>> BEGIN DATA TO USE

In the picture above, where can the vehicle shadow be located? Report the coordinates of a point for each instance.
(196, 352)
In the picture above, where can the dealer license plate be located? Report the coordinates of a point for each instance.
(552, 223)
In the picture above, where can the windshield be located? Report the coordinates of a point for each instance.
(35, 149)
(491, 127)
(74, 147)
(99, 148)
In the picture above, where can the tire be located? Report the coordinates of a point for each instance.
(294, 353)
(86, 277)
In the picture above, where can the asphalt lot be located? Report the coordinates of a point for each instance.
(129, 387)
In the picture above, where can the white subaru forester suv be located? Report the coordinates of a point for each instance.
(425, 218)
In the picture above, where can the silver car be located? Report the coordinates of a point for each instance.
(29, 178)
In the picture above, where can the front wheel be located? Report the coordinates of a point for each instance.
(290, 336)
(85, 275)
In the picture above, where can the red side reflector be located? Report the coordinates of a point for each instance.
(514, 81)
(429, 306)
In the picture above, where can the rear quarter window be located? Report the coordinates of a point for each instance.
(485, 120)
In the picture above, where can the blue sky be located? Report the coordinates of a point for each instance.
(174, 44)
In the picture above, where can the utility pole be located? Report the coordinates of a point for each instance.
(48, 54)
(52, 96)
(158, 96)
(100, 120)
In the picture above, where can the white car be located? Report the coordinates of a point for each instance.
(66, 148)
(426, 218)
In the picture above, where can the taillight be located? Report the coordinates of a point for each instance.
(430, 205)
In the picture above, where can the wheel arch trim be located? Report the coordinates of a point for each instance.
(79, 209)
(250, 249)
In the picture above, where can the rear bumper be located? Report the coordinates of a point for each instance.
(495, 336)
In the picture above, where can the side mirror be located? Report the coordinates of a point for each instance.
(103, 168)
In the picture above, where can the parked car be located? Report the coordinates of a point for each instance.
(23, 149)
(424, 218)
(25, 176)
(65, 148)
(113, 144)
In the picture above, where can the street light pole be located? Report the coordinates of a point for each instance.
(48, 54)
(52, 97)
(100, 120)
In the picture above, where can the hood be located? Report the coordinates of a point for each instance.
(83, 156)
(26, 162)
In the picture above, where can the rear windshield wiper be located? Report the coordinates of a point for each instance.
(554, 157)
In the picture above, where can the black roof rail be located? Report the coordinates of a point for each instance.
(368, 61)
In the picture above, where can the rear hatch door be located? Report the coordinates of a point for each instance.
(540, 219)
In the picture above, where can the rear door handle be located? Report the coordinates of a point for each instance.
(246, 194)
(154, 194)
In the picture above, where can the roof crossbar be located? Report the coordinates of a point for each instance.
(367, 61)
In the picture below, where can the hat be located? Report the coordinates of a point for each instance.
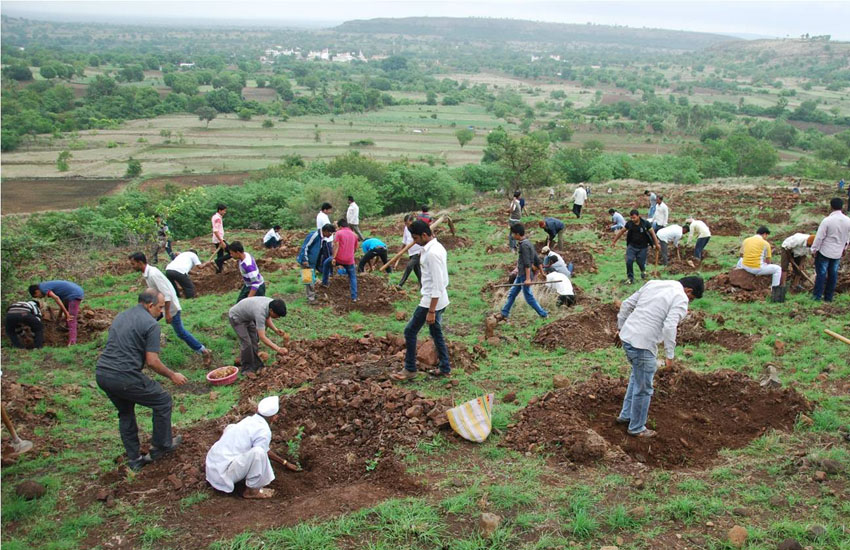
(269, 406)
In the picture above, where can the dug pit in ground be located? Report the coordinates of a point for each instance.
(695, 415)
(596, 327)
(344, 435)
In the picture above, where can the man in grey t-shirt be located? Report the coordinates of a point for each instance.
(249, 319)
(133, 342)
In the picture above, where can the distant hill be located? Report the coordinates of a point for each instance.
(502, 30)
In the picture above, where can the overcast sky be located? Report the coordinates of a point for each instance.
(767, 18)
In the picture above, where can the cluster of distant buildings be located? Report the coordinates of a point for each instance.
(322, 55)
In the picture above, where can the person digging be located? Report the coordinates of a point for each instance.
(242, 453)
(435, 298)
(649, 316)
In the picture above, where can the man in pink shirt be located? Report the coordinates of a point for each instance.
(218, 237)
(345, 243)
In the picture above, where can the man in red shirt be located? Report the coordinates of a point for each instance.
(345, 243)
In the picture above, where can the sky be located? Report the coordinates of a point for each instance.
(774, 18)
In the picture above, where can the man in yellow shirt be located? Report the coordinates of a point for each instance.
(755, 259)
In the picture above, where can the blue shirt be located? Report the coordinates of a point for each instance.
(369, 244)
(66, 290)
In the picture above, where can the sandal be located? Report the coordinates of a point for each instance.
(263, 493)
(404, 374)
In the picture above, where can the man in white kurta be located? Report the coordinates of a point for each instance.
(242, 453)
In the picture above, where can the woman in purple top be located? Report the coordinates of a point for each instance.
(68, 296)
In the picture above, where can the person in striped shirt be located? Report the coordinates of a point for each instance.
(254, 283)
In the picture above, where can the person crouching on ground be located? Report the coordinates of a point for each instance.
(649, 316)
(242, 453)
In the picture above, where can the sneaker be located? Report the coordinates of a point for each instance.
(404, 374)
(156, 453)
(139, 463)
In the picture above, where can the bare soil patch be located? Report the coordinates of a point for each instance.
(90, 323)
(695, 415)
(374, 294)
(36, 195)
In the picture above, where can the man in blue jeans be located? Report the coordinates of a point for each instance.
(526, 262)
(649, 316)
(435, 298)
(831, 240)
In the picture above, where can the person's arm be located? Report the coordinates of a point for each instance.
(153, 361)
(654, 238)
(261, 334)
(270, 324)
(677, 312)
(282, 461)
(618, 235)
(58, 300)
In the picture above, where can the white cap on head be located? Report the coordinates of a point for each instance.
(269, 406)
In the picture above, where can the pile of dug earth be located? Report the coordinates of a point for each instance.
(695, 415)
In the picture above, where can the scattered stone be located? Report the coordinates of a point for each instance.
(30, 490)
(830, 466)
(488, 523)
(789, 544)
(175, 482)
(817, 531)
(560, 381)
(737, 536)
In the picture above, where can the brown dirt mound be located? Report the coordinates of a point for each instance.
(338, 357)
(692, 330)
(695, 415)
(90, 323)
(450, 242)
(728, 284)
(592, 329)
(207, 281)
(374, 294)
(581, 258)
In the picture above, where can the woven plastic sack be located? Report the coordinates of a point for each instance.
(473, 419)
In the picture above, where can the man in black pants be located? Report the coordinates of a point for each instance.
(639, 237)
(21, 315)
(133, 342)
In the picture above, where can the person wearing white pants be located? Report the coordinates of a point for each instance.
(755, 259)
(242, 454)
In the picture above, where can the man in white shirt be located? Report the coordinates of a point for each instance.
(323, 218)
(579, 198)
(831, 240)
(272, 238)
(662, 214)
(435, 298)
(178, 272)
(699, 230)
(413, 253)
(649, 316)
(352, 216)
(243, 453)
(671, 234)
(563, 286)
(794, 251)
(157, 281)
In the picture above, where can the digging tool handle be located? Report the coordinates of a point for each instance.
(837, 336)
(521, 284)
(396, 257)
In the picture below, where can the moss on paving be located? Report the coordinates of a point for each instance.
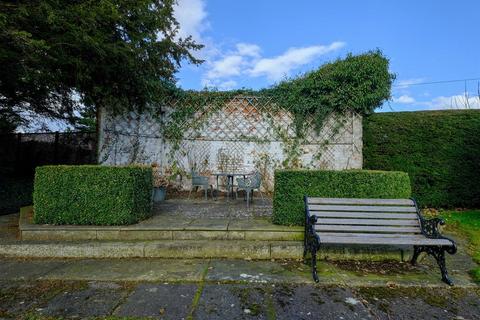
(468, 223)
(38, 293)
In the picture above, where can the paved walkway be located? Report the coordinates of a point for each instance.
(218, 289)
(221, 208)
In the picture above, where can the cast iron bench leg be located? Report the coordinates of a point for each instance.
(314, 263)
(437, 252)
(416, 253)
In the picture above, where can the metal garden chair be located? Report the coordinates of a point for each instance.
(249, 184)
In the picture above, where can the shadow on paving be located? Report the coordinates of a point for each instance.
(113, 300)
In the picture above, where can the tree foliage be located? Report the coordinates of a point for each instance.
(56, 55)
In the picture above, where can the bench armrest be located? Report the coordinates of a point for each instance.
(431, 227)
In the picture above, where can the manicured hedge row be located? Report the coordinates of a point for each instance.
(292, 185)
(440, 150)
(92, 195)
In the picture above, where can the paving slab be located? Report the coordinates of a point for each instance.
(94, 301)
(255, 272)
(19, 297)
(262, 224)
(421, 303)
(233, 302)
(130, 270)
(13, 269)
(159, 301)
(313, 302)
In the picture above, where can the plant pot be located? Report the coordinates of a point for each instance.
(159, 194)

>> END DATA TO USE

- EXERCISE GOAL -
Without the pictures, repeat all the records word for word.

- EXERCISE ANSWER -
In the picture above, where can the vehicle shadow be located? Report the coordinates of a point for each instance.
(196, 352)
In the picture above, where can the dealer license plate be located? Report the coordinates of a point for each instance.
(552, 223)
In the picture above, where can the windshield be located? Report the coordinates of a point for each instance.
(35, 149)
(491, 127)
(74, 147)
(99, 148)
In the picture above, where can the tire be located? Report the coordinates of a point for each instance.
(294, 353)
(86, 277)
In the picture above, where can the asphalt lot be located? Report the coordinates of a point for each instance.
(129, 387)
In the picture above, where can the white subaru forester suv be located? Report the coordinates of a point for each instance.
(425, 218)
In the picture above, where can the silver car be located? Report the coordinates of a point for each instance.
(29, 178)
In the picture above, where can the front wheel be located? Report the coordinates of a point for each instance.
(290, 336)
(85, 275)
In the picture above, where can the red side reflector be located? Report the coordinates of a point for each instance.
(514, 81)
(429, 306)
In the picture above, where can the rear quarter window be located? Report the coordinates of a point for each instance.
(485, 120)
In the picture above, where can the blue sky be located? Report the coordinates of a point for each instance.
(174, 44)
In the picture above, where can the utility pole be located? Report the coordinates of a point for each instance.
(48, 54)
(52, 96)
(158, 96)
(100, 120)
In the picture above, where can the white car be located? Report the coordinates of a point for each instance.
(66, 148)
(426, 218)
In the picture above, where can the taillight be located? Report the coordinates of a point for each instance.
(430, 205)
In the picture above, where can the wheel arch trim be located? Report the coordinates of a point for each instance.
(79, 209)
(250, 249)
In the picture above, where can the rear bumper be located? Report the coordinates of a point for each instance.
(495, 336)
In the picture above, where can the side mirror be located? Report the coordinates of a point for each instance.
(103, 168)
In the picture above, where can the parked car be located? Report the coordinates of a point for each instance.
(23, 149)
(424, 218)
(25, 176)
(65, 148)
(113, 144)
In the picture above, where can the street light pole be located? Report the coordinates of a point for each instance.
(48, 54)
(52, 97)
(100, 120)
In the picture above, where can the hood be located? Report the coordinates of a point for each instance.
(83, 156)
(26, 162)
In the picture above, where can the rear windshield wiper be located? Report the coordinates of a point for each instance.
(554, 157)
In the picture above, where can the black roof rail be located? Report the coordinates of a point for each instance.
(368, 61)
In the picture above, where can the rear hatch door be located? Report the coordinates of a point for each instance.
(540, 219)
In the picture above, where can the rear door handle be located? Report the coordinates of a point for each instance.
(246, 194)
(154, 194)
In the picture above, where can the roof crossbar be located? Report the coordinates of a point for each instance.
(367, 61)
In the picture below, where can the hat be located? Report the coordinates of a point for each instance.
(269, 406)
In the picture above, where can the dug pit in ground be located? Report the coordinates of a point for each instance.
(695, 415)
(596, 327)
(344, 435)
In the picture above, where can the man in grey t-shirt be located? Report the coordinates of a point for each instance.
(249, 319)
(133, 342)
In the picture above, where can the distant hill be located? Report the coordinates of a point for each instance.
(502, 30)
In the picture above, where can the overcast sky be located? Report the coordinates of a point for each instance.
(767, 18)
In the picture above, where can the cluster of distant buildings be located? Report the coordinates of a point for each instance.
(322, 55)
In the picture above, where can the person digging be located? Report the coordinates of a point for each instance.
(242, 453)
(435, 298)
(649, 316)
In the picture above, where can the man in pink shirt be located? Report the coordinates of a point for each instance.
(218, 237)
(345, 243)
In the picture above, where can the man in red shirt be located? Report the coordinates of a point for each instance.
(345, 243)
In the picture above, where can the sky be located? Report the coordinates of a point for each instance.
(774, 18)
In the picture above, where can the man in yellow shirt be located? Report the coordinates of a point for each instance.
(755, 259)
In the picture above, where can the blue shirt be located? Report the coordinates of a point for each instance.
(369, 244)
(66, 290)
In the picture above, where can the sandal be located? Report the coordinates of a point for each instance.
(263, 493)
(404, 374)
In the picture above, where can the man in white kurta be located? Report the coordinates of a point for each instance.
(242, 453)
In the picture above, where can the woman in purple top be located? Report the coordinates of a point for each instance.
(68, 296)
In the picture above, where can the person in striped shirt be located? Report the coordinates of a point for each instance.
(254, 283)
In the picture above, where can the person crouching on ground be located? Report the coordinates of a point for each instance.
(649, 316)
(242, 453)
In the picture above, where can the sneaker be located? Report the coordinates of a point for each instance.
(404, 374)
(156, 453)
(139, 463)
In the picture above, where can the bare soil patch be located? Report the coordinates of a point for each instance.
(90, 323)
(695, 415)
(374, 294)
(36, 195)
In the picture above, where can the man in blue jeans be located? Report the coordinates of a point for each instance.
(526, 262)
(649, 316)
(435, 298)
(831, 240)
In the picture above, where can the person's arm be located? Report the coordinates of a point for each instance.
(153, 361)
(654, 238)
(261, 334)
(270, 324)
(677, 312)
(282, 461)
(618, 235)
(58, 300)
In the picture above, where can the white cap on head be located? Report the coordinates of a point for each instance.
(269, 406)
In the picture above, where can the pile of dug earth be located? Report the coordinates of a point for each instance.
(695, 415)
In the picture above, where can the scattered stone be located? Report the coordinates of a point for each instance.
(30, 490)
(830, 466)
(488, 523)
(789, 544)
(175, 482)
(817, 531)
(560, 381)
(737, 536)
In the picture above, where can the brown dirt mound be located? Report the coordinates of a point for each instance.
(338, 357)
(692, 330)
(695, 415)
(90, 323)
(450, 242)
(728, 284)
(592, 329)
(207, 281)
(374, 294)
(581, 258)
In the picture above, where can the woven plastic sack be located? Report the coordinates of a point for each instance.
(473, 419)
In the picture above, where can the man in black pants be located? Report the coordinates of a point for each instance.
(639, 237)
(21, 315)
(133, 342)
In the picture above, where can the person wearing white pants be located? Report the coordinates of a point for each instance.
(755, 259)
(242, 454)
In the picture above, where can the man in white shirt be located? Report the coordinates of a point for each instance.
(323, 218)
(579, 198)
(831, 240)
(272, 238)
(662, 214)
(435, 298)
(178, 272)
(699, 230)
(413, 253)
(649, 316)
(352, 216)
(243, 453)
(671, 234)
(563, 286)
(794, 251)
(157, 281)
In the picture above, where can the digging tool handle be located? Report the coordinates of a point for each instance.
(837, 336)
(521, 284)
(396, 257)
In the picture below, where can the moss on paving be located? Report the coordinates of a point for each instance.
(468, 223)
(38, 293)
In the picture above, where can the paved walkway be located? Report the coordinates of a point for each instance.
(218, 289)
(221, 208)
In the picture above, where can the cast iron bench leg be located? Report the coordinates of a point for each instance.
(314, 263)
(437, 252)
(416, 253)
In the picture above, where can the metal garden chair be located? Report the coordinates of a point for each instance.
(249, 184)
In the picture above, where can the shadow on paving be located? Report the coordinates of a point for each instance.
(113, 300)
In the picture above, where can the tree foliage be located? Report the coordinates of a point for each instance.
(56, 55)
In the picture above, where can the bench armrest be located? Report the coordinates of a point for each instance.
(431, 227)
In the picture above, where can the manicured hedge row be located? Report the coordinates of a point for each instance.
(292, 185)
(440, 150)
(92, 195)
In the picture above, where can the paving slab be located? Report the coordinates of a point for each instance.
(94, 301)
(255, 272)
(19, 297)
(262, 224)
(421, 303)
(233, 302)
(130, 270)
(13, 269)
(159, 301)
(313, 302)
In the picture above, where can the plant pot be located? Report the coordinates of a point for each instance.
(159, 194)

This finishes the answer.